Object pointing dataset rows:
▼▼▼
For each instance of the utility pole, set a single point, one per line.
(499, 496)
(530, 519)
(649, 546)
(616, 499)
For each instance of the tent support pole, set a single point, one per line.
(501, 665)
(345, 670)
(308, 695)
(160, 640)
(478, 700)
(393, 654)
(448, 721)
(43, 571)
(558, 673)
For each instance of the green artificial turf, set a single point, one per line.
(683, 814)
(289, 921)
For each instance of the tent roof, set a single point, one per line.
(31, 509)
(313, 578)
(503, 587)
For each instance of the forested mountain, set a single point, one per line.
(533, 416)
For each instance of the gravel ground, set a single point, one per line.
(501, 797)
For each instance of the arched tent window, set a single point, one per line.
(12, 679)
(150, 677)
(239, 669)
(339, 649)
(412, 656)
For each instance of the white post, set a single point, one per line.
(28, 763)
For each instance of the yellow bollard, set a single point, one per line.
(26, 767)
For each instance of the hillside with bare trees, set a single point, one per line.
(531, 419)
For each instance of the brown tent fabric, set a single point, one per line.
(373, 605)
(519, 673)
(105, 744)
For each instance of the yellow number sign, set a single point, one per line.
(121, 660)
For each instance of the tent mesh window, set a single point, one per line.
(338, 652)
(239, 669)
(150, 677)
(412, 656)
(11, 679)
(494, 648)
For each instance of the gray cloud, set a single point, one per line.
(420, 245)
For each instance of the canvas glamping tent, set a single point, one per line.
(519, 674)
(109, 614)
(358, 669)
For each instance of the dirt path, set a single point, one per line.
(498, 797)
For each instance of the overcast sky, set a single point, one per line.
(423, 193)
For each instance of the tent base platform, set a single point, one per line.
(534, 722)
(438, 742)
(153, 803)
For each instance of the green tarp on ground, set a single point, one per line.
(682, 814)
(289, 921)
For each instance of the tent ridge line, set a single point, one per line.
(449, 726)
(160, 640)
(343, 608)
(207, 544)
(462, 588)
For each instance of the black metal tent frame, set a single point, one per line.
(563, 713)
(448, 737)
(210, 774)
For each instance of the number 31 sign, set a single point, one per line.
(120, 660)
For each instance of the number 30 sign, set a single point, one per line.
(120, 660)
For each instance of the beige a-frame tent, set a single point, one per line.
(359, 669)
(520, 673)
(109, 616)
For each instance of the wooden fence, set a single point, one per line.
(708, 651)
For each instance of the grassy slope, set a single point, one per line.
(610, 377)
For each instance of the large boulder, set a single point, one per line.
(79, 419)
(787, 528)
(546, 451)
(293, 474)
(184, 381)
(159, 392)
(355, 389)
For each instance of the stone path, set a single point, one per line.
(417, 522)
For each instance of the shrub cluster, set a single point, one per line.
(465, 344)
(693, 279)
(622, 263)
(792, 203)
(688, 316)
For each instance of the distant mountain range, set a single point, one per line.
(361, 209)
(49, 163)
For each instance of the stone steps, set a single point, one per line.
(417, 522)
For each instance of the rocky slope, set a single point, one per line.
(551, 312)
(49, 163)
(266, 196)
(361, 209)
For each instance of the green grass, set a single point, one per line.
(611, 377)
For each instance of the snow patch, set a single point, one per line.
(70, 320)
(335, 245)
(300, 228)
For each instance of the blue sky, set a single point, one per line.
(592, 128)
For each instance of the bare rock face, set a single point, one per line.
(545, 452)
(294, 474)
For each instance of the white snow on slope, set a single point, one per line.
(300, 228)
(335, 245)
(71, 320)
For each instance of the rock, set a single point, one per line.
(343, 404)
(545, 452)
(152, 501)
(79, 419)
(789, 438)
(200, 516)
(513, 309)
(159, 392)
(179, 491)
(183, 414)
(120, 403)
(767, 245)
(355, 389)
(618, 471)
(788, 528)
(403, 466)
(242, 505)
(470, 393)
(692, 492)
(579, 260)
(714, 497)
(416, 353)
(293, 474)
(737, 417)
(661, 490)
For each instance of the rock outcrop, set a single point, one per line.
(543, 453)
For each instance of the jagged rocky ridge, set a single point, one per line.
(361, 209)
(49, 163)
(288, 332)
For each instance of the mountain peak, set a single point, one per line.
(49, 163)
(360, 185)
▲▲▲
Reproduce all data above, unchanged.

For each instance of the utility pole, set a single point, one per line.
(499, 496)
(530, 519)
(649, 546)
(616, 499)
For each instance of the tent support pole, set a single point, one per line.
(501, 665)
(345, 670)
(308, 695)
(160, 640)
(478, 700)
(393, 654)
(448, 721)
(43, 571)
(558, 673)
For each instance of the green artificial turf, set a single point, one per line.
(683, 814)
(289, 921)
For each instance of the tent roof, set a single point, one per line.
(31, 509)
(313, 578)
(503, 587)
For each instance of the forested mountain, set a single point, one per line.
(533, 416)
For each instance of the gravel ground, set a single point, one per line.
(501, 797)
For each instance of the arched tent window, set a single point, one per line.
(12, 679)
(150, 677)
(239, 669)
(339, 649)
(412, 656)
For each instance of the white post, set a single point, one per line.
(28, 763)
For each instance of the yellow bollard, set a single point, one per line.
(26, 767)
For each instance of the hillside with bare trees, set a single point, one per line.
(531, 419)
For each instance of the brown tent fabric, set a single point, one per line.
(373, 605)
(519, 673)
(105, 744)
For each instance of the yellow number sign, set a single point, one per line.
(121, 660)
For each instance of the tent mesh window, set a single point, one per line.
(338, 652)
(239, 669)
(150, 677)
(412, 656)
(11, 679)
(494, 648)
For each instance of the gray cloud, set a single point, one per line.
(420, 245)
For each instance of the canvas glamping tent, set a single point, one per line.
(519, 674)
(109, 614)
(358, 669)
For each instance of the dirt path, set a single point, one per line.
(498, 797)
For each instance of the overcast sky, set a single point, one per line.
(423, 193)
For each instance of the tent base platform, set a single point, one per line.
(534, 722)
(438, 742)
(153, 803)
For each instance of the green tarp on ground, set a single point, one per line.
(682, 814)
(289, 921)
For each instance of the tent ridge line, set a single point, one per line.
(449, 726)
(160, 640)
(343, 608)
(207, 544)
(462, 588)
For each instance of the black metal tent frame, set a single point, one per line.
(563, 713)
(448, 737)
(210, 774)
For each instance of the number 31 sign, set a single point, one per line.
(120, 660)
For each instance of the number 30 sign, set a single point, one per line.
(120, 660)
For each instance of the beige a-frame tent, set a single point, one per line.
(359, 669)
(520, 673)
(109, 616)
For each instance of the wooden fence, set a single point, one per line.
(708, 651)
For each instance of the grassy slope, set a single point, one per line.
(610, 377)
For each instance of the large boulder, set a single point, one per line.
(79, 419)
(787, 528)
(546, 451)
(293, 474)
(184, 381)
(159, 392)
(355, 389)
For each instance of the stone path, set a single point, one per line.
(417, 522)
For each instance of the shrub cluster, set a single point, one per line.
(465, 344)
(693, 279)
(622, 263)
(792, 203)
(688, 316)
For each instance of the distant mountain range, set a single point, one per line.
(361, 209)
(49, 163)
For each instance of the stone steps, set a single point, one per line.
(417, 522)
For each instance of the rocky slope, set a single point, one per line.
(551, 312)
(49, 163)
(266, 196)
(361, 209)
For each instance of the green grass, set a single point, one per line.
(611, 377)
For each instance of the snow patch, set a single point, one per line.
(70, 320)
(335, 245)
(300, 228)
For each instance of the blue sky, set a single point, one per line.
(592, 128)
For each instance of the bare rock face, set a single point, one per line.
(545, 452)
(294, 474)
For each instance of the white snow on slope, set a single point, one per line.
(300, 228)
(335, 245)
(71, 320)
For each instance of the rock, set a single point, one per line.
(343, 404)
(545, 452)
(152, 501)
(79, 419)
(789, 438)
(200, 516)
(513, 309)
(159, 392)
(179, 491)
(183, 414)
(120, 403)
(767, 245)
(355, 389)
(618, 471)
(788, 528)
(403, 466)
(242, 505)
(470, 393)
(692, 492)
(579, 260)
(714, 497)
(416, 353)
(293, 474)
(737, 417)
(661, 490)
For each instance of the rock outcrop, set a single point, one per line.
(543, 453)
For each instance of the jagged rocky ridge, set a single point, one per line.
(361, 209)
(49, 163)
(288, 332)
For each instance of the mountain peak, set a single point, one per line.
(49, 163)
(360, 185)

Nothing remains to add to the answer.